• Excerpt provided
►
The Preacher, the High Priest and the Hierophant all reside in the 9th house bringing into being religious matters, spiritual awareness. This suggests the rise of circumstances where people may rush back to formal religious obeisance in response to their circumstances. Jupiter aspects Sun from Sagittarius, somewhat softening these fears.
We note that the Sun is in Aries in the Drekkana chart (D3) (mental inclinations), we have Sun in Aries in D9 – Navamsha chart (the path of dharma) and Sun is in Aries in D27 – Saptavimsamsha (Bhamsha, strength of the moon, hence – strength of the mind) showing a certain strength in these mental inclinations. There is a suggestion of higher consciousness, higher awareness, perhaps that of Ascension and the higher dimensions. If we follow dharma in all things, we have nothing to fear. If we practice truth, right conduct, love, peace and non-violence in our business and affairs, then we will possess the protection of dharma – Dharmo Rakshathi Rakshitaha. There is nothing to fear.
Jupiter is in the 5th house – the other trikona sign to the Sun – giving the Aruda (appearance) of the 1st house, the house of the body, the state of the soul, the personality and the state of health generally.
The 5th house is the house of children, the house of intelligence, the house of uniqueness, drama and ideals. We find that Saturn and Ketu are with Jupiter in the 5th house, and very much approaching a flame-filled conjunction as Ketu acts like Mars as given in the kuja-vat-ketu rule. Dutiful Jupiter (in a hard place – retrograde in Moola nakshatra and gandanta, in that harsh knot between fire and water signs) is unable to adjudicate between warring siblings, to weak to clarify matters causing cognitive dissonance, and generally unable to give off his customary magnanimously multiplying aspects.
◄
• Listing
►
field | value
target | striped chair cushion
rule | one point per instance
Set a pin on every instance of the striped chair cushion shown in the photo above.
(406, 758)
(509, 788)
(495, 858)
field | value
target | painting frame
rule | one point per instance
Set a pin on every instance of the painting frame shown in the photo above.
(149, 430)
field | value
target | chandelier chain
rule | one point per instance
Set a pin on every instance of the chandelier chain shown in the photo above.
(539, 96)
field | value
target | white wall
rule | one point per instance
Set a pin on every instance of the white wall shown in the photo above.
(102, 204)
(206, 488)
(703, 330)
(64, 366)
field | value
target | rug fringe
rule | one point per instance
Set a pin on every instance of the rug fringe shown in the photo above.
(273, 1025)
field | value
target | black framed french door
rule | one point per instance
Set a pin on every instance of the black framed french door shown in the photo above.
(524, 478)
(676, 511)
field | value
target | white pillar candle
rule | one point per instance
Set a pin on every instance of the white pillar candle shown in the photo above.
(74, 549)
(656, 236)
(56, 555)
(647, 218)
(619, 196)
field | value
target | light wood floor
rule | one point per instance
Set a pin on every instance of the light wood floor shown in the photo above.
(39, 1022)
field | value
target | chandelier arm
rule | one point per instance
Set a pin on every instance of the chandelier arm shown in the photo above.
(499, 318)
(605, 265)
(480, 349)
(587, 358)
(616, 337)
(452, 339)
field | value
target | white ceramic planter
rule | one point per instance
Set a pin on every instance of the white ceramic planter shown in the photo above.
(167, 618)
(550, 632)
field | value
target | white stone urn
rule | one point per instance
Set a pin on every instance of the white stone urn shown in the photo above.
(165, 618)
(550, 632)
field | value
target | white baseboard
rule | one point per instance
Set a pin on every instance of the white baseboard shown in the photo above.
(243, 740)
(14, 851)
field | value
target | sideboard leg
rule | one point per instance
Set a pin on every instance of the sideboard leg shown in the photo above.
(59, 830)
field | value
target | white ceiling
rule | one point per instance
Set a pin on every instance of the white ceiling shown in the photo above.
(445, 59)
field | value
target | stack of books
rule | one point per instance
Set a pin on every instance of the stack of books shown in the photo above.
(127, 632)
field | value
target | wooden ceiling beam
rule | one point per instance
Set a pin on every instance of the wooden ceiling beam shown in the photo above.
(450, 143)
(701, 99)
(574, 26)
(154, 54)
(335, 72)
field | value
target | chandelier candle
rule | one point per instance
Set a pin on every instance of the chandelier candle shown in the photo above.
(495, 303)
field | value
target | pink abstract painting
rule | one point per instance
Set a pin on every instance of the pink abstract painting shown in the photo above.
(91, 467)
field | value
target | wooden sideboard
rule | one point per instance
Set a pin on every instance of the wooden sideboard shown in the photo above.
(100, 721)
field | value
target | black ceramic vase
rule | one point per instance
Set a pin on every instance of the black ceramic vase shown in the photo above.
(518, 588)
◄
►
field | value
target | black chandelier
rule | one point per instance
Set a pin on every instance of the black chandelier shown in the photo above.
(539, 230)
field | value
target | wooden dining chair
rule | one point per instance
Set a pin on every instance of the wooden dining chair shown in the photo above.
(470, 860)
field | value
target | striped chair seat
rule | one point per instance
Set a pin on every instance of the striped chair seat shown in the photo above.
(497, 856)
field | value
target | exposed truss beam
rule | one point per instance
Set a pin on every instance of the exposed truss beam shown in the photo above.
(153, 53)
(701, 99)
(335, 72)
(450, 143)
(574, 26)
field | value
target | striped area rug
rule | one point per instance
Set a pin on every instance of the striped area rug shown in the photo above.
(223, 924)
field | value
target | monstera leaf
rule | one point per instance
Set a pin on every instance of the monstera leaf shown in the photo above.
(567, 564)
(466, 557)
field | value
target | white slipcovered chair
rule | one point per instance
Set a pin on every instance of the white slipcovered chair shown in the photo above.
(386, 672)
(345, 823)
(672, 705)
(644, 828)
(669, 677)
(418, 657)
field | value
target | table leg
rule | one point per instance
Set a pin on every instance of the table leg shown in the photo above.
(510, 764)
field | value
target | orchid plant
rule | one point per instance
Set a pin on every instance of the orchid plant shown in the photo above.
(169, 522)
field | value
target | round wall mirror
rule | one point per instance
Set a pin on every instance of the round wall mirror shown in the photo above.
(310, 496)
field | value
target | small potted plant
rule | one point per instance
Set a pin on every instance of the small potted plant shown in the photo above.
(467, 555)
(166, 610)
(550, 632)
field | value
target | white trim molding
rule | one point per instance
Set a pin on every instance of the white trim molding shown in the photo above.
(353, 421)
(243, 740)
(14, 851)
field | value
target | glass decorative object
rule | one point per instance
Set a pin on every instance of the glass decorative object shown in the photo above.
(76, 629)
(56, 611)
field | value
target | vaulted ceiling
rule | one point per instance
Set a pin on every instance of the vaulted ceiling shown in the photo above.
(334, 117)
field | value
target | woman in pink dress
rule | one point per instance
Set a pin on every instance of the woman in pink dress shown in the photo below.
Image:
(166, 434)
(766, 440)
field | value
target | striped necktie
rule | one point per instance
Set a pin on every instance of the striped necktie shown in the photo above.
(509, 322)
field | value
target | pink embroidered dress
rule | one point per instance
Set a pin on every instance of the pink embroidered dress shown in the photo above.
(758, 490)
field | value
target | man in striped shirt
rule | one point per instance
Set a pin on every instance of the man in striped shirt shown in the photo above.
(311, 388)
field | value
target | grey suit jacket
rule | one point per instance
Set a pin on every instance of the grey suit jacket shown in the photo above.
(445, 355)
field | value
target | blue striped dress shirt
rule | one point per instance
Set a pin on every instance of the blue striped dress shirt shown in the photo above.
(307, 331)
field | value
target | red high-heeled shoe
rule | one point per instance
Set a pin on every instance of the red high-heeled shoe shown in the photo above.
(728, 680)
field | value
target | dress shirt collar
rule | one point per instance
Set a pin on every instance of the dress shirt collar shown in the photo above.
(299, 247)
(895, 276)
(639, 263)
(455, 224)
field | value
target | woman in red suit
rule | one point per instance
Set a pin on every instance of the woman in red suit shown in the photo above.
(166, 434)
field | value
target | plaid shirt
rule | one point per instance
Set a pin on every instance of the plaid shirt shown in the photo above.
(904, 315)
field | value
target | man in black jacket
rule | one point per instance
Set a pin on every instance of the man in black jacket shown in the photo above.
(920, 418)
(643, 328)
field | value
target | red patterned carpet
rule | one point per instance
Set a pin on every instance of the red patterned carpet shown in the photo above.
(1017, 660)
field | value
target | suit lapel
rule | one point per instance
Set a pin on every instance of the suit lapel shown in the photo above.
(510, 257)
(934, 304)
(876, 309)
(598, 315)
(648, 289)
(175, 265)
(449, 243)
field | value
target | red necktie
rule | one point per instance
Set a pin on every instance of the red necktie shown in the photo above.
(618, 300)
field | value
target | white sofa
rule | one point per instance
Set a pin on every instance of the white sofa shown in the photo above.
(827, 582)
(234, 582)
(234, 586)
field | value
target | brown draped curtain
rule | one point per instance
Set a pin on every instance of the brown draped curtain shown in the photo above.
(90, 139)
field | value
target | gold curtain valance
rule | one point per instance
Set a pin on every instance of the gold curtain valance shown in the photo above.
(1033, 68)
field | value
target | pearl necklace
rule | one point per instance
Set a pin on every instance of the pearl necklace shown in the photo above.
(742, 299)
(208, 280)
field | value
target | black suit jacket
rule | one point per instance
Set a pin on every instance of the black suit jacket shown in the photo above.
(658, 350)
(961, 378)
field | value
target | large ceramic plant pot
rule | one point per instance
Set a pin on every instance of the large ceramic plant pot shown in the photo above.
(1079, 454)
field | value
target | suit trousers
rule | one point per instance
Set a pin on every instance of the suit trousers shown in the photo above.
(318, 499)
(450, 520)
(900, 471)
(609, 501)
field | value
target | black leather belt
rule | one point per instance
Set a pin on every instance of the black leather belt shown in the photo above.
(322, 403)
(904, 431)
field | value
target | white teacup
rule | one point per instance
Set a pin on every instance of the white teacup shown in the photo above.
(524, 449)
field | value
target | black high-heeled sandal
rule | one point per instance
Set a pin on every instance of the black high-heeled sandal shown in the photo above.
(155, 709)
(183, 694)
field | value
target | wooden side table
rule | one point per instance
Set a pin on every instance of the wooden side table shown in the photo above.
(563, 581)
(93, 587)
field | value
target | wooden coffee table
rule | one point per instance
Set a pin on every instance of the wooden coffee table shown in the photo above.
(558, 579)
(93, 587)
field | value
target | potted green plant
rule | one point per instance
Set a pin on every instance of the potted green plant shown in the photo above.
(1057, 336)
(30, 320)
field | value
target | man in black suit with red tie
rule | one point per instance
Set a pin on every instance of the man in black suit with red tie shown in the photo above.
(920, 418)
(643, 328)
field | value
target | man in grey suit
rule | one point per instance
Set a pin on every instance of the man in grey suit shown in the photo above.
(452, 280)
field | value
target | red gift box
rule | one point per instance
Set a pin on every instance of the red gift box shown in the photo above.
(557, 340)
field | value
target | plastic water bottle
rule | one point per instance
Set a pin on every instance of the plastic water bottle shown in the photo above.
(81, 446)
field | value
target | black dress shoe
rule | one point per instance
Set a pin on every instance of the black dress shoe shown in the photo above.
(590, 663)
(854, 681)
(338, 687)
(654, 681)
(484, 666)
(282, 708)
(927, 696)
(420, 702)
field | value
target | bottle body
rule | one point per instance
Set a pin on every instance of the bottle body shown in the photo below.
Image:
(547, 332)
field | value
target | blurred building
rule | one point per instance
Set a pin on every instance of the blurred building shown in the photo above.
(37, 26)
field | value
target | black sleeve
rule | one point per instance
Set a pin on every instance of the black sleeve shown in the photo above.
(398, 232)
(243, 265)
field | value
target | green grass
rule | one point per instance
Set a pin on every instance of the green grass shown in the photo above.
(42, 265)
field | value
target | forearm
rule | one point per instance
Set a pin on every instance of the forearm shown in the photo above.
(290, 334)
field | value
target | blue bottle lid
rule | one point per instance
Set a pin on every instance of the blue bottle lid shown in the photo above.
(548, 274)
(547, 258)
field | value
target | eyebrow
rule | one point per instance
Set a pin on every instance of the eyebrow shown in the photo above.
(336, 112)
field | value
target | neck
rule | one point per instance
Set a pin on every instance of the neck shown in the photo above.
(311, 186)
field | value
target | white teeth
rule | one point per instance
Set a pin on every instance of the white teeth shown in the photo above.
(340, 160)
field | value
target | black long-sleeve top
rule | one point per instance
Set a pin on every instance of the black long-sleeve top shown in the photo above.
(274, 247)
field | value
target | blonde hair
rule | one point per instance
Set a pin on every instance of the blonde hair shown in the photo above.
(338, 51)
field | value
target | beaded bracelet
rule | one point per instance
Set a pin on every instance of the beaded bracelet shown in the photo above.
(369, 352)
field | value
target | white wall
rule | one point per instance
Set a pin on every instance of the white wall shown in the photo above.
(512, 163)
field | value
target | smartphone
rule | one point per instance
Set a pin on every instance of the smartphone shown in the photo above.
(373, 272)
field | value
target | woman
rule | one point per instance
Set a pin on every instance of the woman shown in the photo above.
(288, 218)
◄
• Direction 1
List the five practices that the astrology passage says we should follow in our business and affairs.
• Direction 2
Copy the astrology passage from "We note that" to "is nothing to fear.".
• Direction 3
According to the astrology passage, why are Saturn, Ketu and Jupiter in the 5th house close to a flame-filled conjunction?

• Right answer 1
truth
right conduct
love
peace
non-violence

• Right answer 2
We note that the Sun is in Aries in the Drekkana chart (D3) (mental inclinations), we have Sun in Aries in D9 – Navamsha chart (the path of dharma) and Sun is in Aries in D27 – Saptavimsamsha (Bhamsha, strength of the moon, hence – strength of the mind) showing a certain strength in these mental inclinations. There is a suggestion of higher consciousness, higher awareness, perhaps that of Ascension and the higher dimensions. If we follow dharma in all things, we have nothing to fear. If we practice truth, right conduct, love, peace and non-violence in our business and affairs, then we will possess the protection of dharma – Dharmo Rakshathi Rakshitaha. There is nothing to fear.

• Right answer 3
Under the kuja-vat-ketu rule, Ketu acts like Mars. Its presence with Saturn and Jupiter therefore brings the group very near a flame-filled conjunction.